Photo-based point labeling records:
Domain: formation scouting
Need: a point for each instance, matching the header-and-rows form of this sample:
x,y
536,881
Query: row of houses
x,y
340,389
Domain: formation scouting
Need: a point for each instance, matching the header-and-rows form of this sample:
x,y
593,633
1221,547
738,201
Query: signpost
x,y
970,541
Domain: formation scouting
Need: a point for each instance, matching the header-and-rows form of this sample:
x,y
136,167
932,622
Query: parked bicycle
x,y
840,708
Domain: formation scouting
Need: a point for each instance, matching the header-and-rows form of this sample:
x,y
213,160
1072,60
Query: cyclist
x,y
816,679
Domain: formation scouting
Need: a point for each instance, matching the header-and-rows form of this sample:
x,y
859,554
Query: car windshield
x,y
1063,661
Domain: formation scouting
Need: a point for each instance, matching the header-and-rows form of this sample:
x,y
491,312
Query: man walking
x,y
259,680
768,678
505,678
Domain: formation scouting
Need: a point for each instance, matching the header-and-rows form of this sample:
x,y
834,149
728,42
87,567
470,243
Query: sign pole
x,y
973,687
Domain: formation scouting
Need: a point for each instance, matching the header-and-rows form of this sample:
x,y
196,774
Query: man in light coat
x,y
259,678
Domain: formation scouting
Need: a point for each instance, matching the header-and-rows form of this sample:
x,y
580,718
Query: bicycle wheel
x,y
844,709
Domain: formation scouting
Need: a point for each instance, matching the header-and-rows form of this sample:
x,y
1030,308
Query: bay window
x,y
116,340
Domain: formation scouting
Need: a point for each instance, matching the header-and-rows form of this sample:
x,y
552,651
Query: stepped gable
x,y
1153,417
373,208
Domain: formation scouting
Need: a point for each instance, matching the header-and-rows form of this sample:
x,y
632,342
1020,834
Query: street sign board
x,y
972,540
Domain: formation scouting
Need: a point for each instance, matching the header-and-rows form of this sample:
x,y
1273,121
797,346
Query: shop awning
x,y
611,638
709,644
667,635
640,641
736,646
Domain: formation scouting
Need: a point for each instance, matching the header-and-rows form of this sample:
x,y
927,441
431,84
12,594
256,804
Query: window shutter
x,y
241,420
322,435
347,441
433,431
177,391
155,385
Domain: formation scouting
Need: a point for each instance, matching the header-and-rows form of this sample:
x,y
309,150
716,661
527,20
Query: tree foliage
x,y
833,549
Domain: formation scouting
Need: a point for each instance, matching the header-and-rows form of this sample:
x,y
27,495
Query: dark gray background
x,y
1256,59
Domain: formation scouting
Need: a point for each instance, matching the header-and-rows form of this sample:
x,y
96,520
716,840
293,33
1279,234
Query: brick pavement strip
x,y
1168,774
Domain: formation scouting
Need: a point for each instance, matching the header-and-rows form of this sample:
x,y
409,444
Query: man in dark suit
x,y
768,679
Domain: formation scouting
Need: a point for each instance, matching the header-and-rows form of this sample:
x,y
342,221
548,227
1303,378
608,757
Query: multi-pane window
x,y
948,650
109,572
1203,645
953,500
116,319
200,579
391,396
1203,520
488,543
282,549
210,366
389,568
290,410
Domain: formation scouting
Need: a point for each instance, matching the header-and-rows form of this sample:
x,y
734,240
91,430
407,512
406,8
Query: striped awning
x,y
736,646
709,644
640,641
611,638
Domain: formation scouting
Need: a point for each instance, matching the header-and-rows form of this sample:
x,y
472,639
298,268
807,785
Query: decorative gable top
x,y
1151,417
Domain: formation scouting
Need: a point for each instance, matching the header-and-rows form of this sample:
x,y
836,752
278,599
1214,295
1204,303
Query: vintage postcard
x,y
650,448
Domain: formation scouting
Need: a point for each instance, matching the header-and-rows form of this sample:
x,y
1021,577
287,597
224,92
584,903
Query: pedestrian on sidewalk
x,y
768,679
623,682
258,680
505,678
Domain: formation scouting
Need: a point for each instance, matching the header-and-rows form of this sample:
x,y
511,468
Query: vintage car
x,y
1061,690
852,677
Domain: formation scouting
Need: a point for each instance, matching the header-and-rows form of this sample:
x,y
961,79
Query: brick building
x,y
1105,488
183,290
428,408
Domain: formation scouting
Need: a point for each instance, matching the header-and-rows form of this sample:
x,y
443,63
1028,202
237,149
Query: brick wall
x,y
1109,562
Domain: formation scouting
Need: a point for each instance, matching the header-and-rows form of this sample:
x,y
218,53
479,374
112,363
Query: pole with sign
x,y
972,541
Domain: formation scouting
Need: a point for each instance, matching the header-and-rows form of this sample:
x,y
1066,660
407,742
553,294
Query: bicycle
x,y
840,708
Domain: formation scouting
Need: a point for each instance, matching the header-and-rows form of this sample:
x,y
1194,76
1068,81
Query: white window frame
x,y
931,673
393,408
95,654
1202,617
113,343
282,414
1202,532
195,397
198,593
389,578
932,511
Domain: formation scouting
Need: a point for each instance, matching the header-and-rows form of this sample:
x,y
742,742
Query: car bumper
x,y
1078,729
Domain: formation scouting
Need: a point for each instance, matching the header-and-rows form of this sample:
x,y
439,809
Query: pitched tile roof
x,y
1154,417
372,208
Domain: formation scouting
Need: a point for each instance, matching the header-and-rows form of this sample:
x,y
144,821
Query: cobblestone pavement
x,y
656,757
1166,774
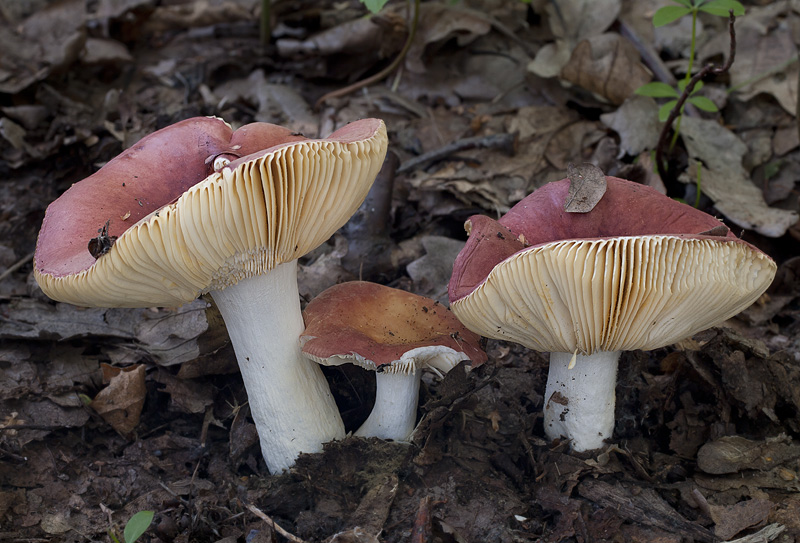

→ AIM:
Count the lines in the records above that contain the string "awning", and give only the number.

→ ANSWER FOR THE TASK:
2